> **Instructions to follow**: List every line of the rows below that contains the word "grass", copying each line in full.

[Pointing dataset excerpts]
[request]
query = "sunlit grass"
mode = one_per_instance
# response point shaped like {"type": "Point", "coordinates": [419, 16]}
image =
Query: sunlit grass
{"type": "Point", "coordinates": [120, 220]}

> **Written response**:
query = "sunlit grass"
Query: sunlit grass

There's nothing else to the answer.